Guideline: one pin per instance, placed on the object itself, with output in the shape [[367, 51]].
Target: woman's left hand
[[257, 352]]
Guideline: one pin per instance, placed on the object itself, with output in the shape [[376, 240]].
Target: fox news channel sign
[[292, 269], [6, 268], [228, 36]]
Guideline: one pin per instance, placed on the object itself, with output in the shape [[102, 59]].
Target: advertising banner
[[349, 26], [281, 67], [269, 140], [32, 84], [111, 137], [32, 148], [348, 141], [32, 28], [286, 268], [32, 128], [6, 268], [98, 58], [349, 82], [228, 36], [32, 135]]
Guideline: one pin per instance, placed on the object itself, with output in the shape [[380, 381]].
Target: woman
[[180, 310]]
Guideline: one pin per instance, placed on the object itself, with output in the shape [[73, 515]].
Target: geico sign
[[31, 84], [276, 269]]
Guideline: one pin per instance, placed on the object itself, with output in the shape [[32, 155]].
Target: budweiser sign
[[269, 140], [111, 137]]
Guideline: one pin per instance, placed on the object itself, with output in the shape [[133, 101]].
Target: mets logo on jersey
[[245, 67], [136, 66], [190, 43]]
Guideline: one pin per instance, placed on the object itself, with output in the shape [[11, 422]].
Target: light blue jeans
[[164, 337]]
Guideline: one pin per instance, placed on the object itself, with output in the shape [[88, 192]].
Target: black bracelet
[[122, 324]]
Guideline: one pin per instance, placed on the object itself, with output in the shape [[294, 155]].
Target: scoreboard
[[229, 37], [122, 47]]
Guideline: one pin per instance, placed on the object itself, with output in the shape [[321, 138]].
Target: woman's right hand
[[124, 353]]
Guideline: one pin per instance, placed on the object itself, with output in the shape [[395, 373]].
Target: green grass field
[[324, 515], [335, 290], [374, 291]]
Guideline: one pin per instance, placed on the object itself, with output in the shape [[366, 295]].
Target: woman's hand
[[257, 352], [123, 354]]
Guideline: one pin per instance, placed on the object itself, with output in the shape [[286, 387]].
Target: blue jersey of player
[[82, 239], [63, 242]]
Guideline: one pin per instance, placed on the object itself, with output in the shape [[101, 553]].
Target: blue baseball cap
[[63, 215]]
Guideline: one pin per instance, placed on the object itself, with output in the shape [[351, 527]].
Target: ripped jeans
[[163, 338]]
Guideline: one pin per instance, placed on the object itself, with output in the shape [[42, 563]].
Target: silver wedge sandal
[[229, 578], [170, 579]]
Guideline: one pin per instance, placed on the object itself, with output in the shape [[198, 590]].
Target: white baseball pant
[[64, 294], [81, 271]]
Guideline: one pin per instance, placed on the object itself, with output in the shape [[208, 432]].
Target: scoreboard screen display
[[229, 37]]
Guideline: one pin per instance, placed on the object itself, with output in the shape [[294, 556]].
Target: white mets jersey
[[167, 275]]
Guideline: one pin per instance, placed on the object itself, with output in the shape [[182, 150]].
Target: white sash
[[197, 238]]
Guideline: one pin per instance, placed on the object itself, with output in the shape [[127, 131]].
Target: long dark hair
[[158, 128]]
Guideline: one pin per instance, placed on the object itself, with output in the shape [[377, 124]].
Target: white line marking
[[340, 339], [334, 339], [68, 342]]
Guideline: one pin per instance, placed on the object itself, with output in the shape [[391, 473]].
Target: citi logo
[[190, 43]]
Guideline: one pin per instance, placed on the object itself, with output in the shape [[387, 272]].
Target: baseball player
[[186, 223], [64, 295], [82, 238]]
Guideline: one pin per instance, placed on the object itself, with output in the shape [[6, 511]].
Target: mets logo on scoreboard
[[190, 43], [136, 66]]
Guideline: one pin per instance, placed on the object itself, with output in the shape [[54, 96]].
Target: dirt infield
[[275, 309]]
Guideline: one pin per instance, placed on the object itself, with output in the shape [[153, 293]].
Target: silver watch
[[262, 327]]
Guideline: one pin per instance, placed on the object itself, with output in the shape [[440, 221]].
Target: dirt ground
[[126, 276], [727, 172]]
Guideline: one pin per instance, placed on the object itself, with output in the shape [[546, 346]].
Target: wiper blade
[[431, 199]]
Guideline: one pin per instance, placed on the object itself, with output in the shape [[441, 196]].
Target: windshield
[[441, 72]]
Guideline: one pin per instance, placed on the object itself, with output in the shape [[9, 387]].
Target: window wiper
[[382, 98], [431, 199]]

* * * * *

◆ SET PROBLEM: Copy all the items above, swapping each "pin" for "point" and leaving everything else unchanged.

◆ EXERCISE ANSWER:
Guideline: one point per instance, placed on the object itself, with output in the shape [[367, 51]].
Target: woman's left hand
[[257, 352]]
Guideline: one point per instance, placed on the object itself, with output in the shape [[376, 240]].
Target: fox news channel sign
[[292, 269], [6, 268], [228, 36]]
Guideline: one point per instance, placed on the object itself, with output in the shape [[102, 59]].
Target: advertising banner
[[349, 26], [281, 67], [269, 140], [32, 84], [111, 137], [32, 148], [348, 141], [32, 28], [286, 268], [32, 128], [6, 268], [98, 58], [349, 82], [228, 36], [32, 135]]
Guideline: one point per instance, placed on the object itself, with output in the shape [[380, 381]].
Target: woman
[[180, 310]]
Guideline: one point per instance, placed on the object itself, with output in the shape [[73, 515]].
Target: geico sign
[[31, 84], [276, 269]]
Guideline: one point per instance, placed on the object itself, with output in the shape [[32, 155]].
Target: budweiser sign
[[269, 140], [111, 137]]
Guideline: one point per instance, placed on the object itself, with output in the shape [[133, 101]].
Target: mets logo on jersey
[[245, 67], [136, 66], [190, 43]]
Guideline: one point per instance, placed on the object itself, with output in the shape [[11, 422]].
Target: light blue jeans
[[164, 337]]
Guideline: one point per instance, placed on the object itself, with output in the shape [[88, 192]].
Target: black bracelet
[[122, 324]]
Guideline: one point per instance, placed on the object itself, with output in the shape [[294, 155]].
Target: scoreboard
[[229, 37], [122, 47]]
Guideline: one point per instance, placed on the object itself, with output in the shape [[321, 138]].
Target: woman's right hand
[[124, 353]]
Guideline: one point per instance, placed on the object itself, with output in the shape [[395, 373]].
Target: green grass field
[[324, 515], [335, 290], [374, 291]]
Guideline: one point per instance, placed on the object itself, with output in the shape [[366, 295]].
Target: woman's hand
[[257, 352], [123, 354]]
Guideline: one point per instance, placed on the object itself, with output in the shape [[286, 387]].
Target: blue jersey of player
[[82, 239], [63, 242]]
Guideline: one point per instance, placed on the object itself, with output in the shape [[101, 553]].
Target: blue baseball cap
[[63, 215]]
Guideline: one point per instance, placed on the object itself, with output in the shape [[351, 527]].
Target: ripped jeans
[[163, 338]]
Guideline: one point per instance, placed on the object itself, with output in the shape [[42, 563]].
Target: silver wedge sandal
[[229, 578], [170, 579]]
Guideline: one point per instance, placed on the object itself, with output in the shape [[198, 590]].
Target: white baseball pant
[[64, 294], [81, 271]]
Guideline: one point per instance, placed on the object itself, with output in the shape [[208, 432]].
Target: scoreboard screen display
[[229, 37]]
Guideline: one point per instance, placed on the object itself, with output in the shape [[294, 556]].
Target: white mets jersey
[[167, 275]]
Guideline: one point per instance, placed on the object itself, with output in the shape [[182, 150]].
Target: white sash
[[197, 238]]
Guideline: one point per instance, placed on the object itself, with output in the shape [[127, 131]].
Target: long dark hair
[[158, 128]]
Guideline: one point per instance, placed on the object itself, with output in the shape [[377, 124]].
Target: white line marking
[[340, 339], [334, 339], [68, 342]]
Guideline: one point per instance, placed on the object itself, with output in the shape [[391, 473]].
Target: citi logo
[[190, 43]]
Guideline: one point per instance, placed on the object itself, with output in the shape [[387, 272]].
Target: baseball player
[[186, 223], [64, 295], [82, 238]]
Guideline: one point per instance, placed on the object itself, with output in the shape [[6, 511]].
Target: mets logo on scoreboard
[[190, 43], [136, 66]]
Guideline: one point per instance, placed on the object itself, with output in the shape [[54, 96]].
Target: dirt infield
[[275, 309]]
Guideline: one point per instance, placed on the object itself, with output in the shape [[153, 293]].
Target: silver watch
[[262, 327]]
Guideline: one point per instance, placed on the object itself, with output in the shape [[440, 221]].
Target: dirt ground
[[126, 276], [727, 172]]
Guideline: one point per instance, placed on the object itself, with output in the shape [[546, 346]].
Target: wiper blade
[[431, 199]]
Guideline: one point per instance, placed on the object itself, with output in the shape [[441, 196]].
Target: windshield
[[441, 72]]
Guideline: one point per instance, placed on the object itself, with output in the shape [[9, 387]].
Target: window wiper
[[382, 98], [431, 199]]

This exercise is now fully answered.